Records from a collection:
= = = = = = =

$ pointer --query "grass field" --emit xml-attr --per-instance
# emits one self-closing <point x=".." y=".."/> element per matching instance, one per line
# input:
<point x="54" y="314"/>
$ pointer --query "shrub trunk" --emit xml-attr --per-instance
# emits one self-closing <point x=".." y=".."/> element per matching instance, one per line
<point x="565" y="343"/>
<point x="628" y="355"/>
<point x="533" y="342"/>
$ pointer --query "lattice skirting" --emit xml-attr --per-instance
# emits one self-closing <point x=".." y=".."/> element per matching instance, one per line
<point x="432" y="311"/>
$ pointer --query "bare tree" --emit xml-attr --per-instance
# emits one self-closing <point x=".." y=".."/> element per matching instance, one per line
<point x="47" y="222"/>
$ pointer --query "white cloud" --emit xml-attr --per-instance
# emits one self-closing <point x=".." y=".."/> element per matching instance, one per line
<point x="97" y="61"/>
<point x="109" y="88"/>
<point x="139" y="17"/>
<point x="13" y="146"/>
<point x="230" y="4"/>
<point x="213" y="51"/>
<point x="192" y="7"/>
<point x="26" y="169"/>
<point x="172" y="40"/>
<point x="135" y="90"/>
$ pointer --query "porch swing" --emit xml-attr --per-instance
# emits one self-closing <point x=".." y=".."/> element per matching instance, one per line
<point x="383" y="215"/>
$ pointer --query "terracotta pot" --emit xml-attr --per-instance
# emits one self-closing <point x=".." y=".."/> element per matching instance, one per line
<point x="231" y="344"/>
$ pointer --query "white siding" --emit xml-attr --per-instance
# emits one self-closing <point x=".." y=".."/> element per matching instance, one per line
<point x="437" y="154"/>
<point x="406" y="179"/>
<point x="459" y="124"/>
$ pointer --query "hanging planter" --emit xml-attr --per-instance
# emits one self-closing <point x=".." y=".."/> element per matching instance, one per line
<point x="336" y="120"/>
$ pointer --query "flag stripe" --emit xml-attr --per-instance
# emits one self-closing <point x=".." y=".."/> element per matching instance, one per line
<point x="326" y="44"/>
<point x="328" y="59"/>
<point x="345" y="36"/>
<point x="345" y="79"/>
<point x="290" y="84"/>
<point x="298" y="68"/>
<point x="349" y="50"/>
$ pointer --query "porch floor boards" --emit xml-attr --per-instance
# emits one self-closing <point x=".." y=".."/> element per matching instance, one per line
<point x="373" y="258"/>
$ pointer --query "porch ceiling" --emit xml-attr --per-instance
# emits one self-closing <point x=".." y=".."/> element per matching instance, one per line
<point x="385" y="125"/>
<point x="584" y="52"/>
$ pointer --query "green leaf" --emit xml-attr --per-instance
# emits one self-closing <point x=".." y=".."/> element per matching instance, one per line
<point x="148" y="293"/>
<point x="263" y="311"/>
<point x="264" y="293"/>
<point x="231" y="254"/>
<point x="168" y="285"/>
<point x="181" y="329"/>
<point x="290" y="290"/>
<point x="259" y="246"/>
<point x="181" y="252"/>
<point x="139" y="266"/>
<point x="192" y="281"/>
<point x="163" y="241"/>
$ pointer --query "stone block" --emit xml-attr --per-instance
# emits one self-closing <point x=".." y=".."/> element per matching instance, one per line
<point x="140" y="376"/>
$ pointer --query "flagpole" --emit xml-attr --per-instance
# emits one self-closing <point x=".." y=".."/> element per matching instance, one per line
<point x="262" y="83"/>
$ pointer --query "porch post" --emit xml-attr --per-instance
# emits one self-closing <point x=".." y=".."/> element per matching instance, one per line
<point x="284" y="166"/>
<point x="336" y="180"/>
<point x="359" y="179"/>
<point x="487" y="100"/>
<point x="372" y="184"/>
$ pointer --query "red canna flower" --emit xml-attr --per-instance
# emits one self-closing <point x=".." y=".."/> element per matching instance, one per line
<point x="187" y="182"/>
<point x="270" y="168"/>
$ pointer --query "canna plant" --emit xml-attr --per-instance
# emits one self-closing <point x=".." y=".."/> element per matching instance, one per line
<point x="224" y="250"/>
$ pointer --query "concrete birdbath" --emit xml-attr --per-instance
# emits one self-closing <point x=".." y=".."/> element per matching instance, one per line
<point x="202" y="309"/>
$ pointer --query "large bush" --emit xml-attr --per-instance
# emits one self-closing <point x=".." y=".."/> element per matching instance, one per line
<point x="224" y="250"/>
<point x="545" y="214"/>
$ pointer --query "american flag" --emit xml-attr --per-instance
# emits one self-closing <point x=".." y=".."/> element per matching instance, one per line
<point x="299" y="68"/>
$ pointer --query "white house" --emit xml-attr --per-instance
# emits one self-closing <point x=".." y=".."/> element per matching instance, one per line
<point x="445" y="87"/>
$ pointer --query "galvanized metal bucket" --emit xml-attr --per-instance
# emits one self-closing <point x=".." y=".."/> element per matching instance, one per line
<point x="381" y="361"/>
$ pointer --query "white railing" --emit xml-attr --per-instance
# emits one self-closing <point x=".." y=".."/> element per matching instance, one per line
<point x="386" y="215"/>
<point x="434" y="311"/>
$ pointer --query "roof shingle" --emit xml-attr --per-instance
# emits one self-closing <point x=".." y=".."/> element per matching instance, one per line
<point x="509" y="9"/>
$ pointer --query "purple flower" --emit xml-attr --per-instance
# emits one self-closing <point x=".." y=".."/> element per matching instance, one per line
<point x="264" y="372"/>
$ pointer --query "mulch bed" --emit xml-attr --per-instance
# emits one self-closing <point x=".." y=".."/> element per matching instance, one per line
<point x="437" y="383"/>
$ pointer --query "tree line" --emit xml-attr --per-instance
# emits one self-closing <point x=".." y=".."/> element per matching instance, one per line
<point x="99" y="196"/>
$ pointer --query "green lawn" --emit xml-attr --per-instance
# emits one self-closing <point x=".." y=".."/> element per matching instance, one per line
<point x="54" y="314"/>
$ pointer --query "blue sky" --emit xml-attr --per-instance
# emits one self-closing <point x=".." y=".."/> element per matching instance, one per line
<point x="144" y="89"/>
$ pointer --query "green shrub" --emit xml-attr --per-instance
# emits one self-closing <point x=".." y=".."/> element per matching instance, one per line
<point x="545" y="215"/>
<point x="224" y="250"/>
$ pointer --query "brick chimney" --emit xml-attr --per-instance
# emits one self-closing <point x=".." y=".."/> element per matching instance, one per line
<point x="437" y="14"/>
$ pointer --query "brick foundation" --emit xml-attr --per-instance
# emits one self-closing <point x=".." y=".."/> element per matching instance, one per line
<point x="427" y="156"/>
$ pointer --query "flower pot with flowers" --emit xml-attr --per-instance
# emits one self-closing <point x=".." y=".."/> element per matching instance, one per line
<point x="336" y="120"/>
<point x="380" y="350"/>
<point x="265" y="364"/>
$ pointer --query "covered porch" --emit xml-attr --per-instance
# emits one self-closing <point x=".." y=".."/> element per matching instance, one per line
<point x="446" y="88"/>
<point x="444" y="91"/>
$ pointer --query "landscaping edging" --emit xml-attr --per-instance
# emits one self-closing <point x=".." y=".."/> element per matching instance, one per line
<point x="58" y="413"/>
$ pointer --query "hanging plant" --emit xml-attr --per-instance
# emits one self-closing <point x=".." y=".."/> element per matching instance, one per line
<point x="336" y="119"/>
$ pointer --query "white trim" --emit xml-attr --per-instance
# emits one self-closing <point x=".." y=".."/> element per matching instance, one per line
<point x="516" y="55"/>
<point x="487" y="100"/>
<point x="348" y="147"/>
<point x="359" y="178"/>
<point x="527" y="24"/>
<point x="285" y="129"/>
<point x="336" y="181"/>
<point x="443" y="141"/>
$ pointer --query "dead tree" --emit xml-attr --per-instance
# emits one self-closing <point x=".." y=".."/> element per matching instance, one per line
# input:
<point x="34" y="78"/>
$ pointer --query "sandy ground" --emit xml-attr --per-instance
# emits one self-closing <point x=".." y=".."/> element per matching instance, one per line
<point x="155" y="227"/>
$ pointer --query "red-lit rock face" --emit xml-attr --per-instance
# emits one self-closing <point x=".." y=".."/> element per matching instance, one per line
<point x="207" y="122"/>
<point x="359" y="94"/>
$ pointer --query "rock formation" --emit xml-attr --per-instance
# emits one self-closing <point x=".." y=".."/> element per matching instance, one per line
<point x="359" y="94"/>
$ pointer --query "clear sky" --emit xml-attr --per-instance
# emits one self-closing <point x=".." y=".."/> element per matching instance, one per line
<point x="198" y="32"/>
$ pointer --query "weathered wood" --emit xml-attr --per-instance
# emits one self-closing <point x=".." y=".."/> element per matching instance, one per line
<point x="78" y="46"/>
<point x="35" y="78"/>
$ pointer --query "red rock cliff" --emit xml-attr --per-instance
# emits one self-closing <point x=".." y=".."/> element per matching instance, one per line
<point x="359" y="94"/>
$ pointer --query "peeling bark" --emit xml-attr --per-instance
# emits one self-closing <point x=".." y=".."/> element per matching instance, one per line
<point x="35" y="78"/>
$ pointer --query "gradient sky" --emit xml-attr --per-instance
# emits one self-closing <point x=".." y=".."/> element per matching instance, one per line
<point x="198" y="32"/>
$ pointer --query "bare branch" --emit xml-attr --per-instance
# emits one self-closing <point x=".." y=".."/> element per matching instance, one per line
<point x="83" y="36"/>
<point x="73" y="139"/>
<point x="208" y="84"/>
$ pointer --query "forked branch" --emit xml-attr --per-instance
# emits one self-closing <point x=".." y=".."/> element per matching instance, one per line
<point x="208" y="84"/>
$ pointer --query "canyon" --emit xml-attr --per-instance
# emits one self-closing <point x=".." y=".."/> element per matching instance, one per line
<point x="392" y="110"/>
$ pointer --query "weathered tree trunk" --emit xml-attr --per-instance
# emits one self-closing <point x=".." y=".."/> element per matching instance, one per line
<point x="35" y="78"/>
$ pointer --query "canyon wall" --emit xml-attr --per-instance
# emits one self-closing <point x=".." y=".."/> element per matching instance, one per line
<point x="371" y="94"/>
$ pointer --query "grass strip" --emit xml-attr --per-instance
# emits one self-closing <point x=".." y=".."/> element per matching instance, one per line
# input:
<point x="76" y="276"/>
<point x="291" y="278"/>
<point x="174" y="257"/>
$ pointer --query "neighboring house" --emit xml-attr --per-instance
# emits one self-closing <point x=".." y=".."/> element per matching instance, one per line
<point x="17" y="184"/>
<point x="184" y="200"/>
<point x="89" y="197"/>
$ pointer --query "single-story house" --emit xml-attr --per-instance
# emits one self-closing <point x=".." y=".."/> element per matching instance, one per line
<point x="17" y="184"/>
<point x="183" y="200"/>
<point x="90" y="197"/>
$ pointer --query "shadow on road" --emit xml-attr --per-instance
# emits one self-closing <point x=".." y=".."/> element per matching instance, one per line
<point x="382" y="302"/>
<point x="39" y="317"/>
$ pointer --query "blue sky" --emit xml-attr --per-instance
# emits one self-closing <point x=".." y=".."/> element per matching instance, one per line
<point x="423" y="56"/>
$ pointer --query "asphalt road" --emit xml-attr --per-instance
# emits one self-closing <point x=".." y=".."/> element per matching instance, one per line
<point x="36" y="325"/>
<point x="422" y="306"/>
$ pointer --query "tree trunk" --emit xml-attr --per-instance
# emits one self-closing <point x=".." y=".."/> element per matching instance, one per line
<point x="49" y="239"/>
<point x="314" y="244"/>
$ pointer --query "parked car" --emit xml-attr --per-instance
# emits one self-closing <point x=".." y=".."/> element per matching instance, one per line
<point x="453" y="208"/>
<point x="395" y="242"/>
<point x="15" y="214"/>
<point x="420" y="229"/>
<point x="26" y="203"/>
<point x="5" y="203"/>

= = = = = = =

PROBLEM STATEMENT >> If a line of the records above contains the word "brick", count it; then give the total and nothing more.

WRITTEN RESPONSE >> 2